Start of Page
The current state of affairs is not the result of the law, but rather of the state’s policy of absolute isolation. This policy reached a new stage especially after April 2015. Free from any judicial review, the prison administration and members of the judiciary acted in violation of their legal duties. For this reason, criminal complaints were filed to the Council of Judges and Prosecutors and the Bursa Chief Public Prosecutor’s Office against all judges and prosecutors within the İmralı Isolation System whose conduct violated the law. This motion has not led to any positive outcomes or developments in 2022, either. On the contrary, our complaints were rejected without even being processed. This is another proof that the extralegal and illegal policy and practice of absolute isolation specific to İmralı Island Prison is carried out in concert by the government and administrative and judicial authorities.

OTHER APPLICATIONS AND DEVELOPMENTS REGARDING THE ISOLATION AND INCOMMUNICADO DETENTION OF OUR CLIENTS

On 24 December 2021, we lodged an application to the Constitutional Court, requesting the court to order an injunction to end the “incommunicado” detention, which gravely violates the prohibition of torture, and to establish the conditions for a meeting with our clients as soon as possible. In its interim decision dated 12 January 2022, the Constitutional Court did not find that the fact that our clients were deprived of all their rights and completely cut off from the outside world constituted a violation and rejected our request for an injunction. Despite the urgency of our application, which concerned the need for an injunction, the interim decision was communicated to us only on 31 January 2022.

After the Constitutional Court unlawfully rejected our application at the beginning of 2022, the incommunicado detention of our clients was maintained without any interruption through decisions issued by the prison administration and local courts.

With the aim of overcoming the illegal restriction orders and establishing contact with our clients, 775 lawyers registered with 29 different bar associations in Turkey applied to the Bursa Chief Public Prosecutor’s Office and İmralı Prison Administration between 10-17 June 2022, requesting lawyer visits to the prison to take place as soon as possible. Hundreds of lawyers, including the presidents of bar associations, were left without any response.

Throughout the year, we were unable to obtain any information regarding our clients’ state of health, conditions of detention, legal status and other similar aspects. The prolonged incommunicado detention that is sustained by the ineffectiveness of all domestic remedies further increased our concerns about our clients’ wellbeing. Therefore, on 29 July 2022, we submitted an application to the United Nations Human Rights Committee and requested an injunction.

A petition by 350 lawyers from 22 (mainly European) countries sent to the Ministry of Justice on 14 September 2022 was followed by another petition by 756 lawyers from the Middle East sent to the ministry on 19 September 2022. In both petitions, the lawyers requested permission to visit our clients in İmralı Island Prison and urged the Turkish authorities to put an end to the ongoing violations. However, these requests were also left unanswered.
End of Page
Start of Listing
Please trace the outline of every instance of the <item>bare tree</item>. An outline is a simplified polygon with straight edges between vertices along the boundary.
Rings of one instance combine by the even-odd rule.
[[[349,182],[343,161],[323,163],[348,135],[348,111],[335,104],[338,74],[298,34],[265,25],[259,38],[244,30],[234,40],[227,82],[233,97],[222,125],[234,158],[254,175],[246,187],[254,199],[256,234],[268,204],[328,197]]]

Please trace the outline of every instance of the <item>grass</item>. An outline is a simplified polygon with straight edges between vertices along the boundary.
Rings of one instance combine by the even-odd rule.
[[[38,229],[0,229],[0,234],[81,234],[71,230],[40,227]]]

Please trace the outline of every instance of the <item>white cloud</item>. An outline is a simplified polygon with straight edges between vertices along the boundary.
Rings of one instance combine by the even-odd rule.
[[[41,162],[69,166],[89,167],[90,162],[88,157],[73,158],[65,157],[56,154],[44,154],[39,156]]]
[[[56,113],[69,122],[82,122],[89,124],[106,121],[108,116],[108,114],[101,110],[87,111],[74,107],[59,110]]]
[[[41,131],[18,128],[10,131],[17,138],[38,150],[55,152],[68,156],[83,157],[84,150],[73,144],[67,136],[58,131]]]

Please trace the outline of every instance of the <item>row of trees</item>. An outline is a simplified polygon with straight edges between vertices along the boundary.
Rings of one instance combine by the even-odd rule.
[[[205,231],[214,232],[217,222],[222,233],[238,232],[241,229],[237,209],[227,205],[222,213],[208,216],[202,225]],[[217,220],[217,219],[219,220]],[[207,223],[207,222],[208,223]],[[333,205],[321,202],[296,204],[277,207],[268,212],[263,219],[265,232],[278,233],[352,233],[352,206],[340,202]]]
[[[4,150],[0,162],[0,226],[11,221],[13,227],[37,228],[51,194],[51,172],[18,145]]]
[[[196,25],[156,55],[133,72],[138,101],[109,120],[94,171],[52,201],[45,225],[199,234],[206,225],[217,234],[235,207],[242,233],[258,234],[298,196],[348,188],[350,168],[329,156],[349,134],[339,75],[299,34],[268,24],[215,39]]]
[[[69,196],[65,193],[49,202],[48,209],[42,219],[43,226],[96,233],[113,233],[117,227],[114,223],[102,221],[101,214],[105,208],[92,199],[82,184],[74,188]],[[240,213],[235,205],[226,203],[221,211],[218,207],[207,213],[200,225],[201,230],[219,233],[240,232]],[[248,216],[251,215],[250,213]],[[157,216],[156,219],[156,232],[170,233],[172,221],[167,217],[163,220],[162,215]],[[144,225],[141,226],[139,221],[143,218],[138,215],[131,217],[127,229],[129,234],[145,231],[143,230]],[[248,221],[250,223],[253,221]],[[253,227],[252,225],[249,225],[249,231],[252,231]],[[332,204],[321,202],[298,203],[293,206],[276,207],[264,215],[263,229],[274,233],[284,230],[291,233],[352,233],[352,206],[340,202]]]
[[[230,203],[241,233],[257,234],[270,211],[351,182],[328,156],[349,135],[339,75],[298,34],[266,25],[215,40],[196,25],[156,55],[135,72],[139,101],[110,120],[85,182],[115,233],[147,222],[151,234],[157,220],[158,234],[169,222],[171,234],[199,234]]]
End of Listing
• The problem: Extend the İmralı isolation passage, beginning right after "However, these requests were also left unanswered." The entries were taken from a different source than the İmralı isolation passage.

• Task answer:
On 28 November 2022, an appointment was requested from the Ministry of Justice for a meeting to discuss the need to put an end to our clients’ incommunicado detention, ensuring physical contact with them, and remedying the unlawful conditions of isolation. To date, we have not received any response from the ministry.

Moreover, the CPT’s recommendations towards ending the unlawful practices in İmralı Island Prison, let alone their implementation, were systematically frustrated through unlawful decisions and practices.

In all of its reports from 2013 and onwards, the CPT has repeatedly confirmed that the denial of access to a lawyer was based on a political decision that was also contrary to domestic legislation (see: CPT 2013 report, para.18, and subsequent reports). In paragraph 49 of its 2019 report, the CPT moreover noted that it considered as rather specious the reasons cited for imposing disciplinary penalties on our clients to restrict their family visits. In connection with its findings, the CPT urged the Turkish authorities to ensure that our clients could make effective use of their right to receive visits from family members and see their lawyers. These recommendations could not prompt any change in the attitude of the government, the prison administration, the Prosecutor’s Office, the Execution Judge’s Offices, the Assize Courts, and the Constitutional Court with respect to preventing family and lawyer visits.

In 2022, we submitted three separate communications to the CPT as the competent mechanism for preventing, detecting, and eliminating torture and inhuman and ill-treatment within the borders of the Council of Europe. In these submissions, we laid out in detail how the conditions of detention in İmralı Island Prison exceeded ill-treatment, how those practices within the aggravated life imprisonment regime that violated the prohibition of torture and the prohibition of discrimination were systematically continued, and that we had not received a single sign of life from our clients since 25 March 2021 as they continued to be held in “incommunicado”. For these reasons, we requested the CPT to conduct a de facto visit to İmralı Island Prison in order to observe and examine the situation on site and to launch procedures to take coercive measures that would end the ban on family and lawyer visits and improve the conditions of detention.

The CPT announced that it had visited İmralı Island Prison between 20-29 September 2022 but did not make any statement regarding the condition of our clients. During a face-to-face meeting with the CPT, our questions about the health and conditions of our clients were left unanswered and the CPT refused to provide any tangible information.

In our last communication to the CPT on 31 December 2022, we therefore requested the Committee to make the report on its last visit to Turkey urgently available to the public. This request was based on Article 10/2 of the European Convention for the Prevention of Torture, which reads as follows: “If the Party fails to co-operate or refuses to improve the situation in the light of the Committee’s recommendations, the Committee may decide, after the Party has had an opportunity to make known its views, by a majority of two-thirds of its members to make a public statement on the matter.”

We can find various examples in the history of the CPT where it made such public statements. In the case of İmralı Island Prison, however, the CPT makes the sharing of its observations conditional on the government’s approval.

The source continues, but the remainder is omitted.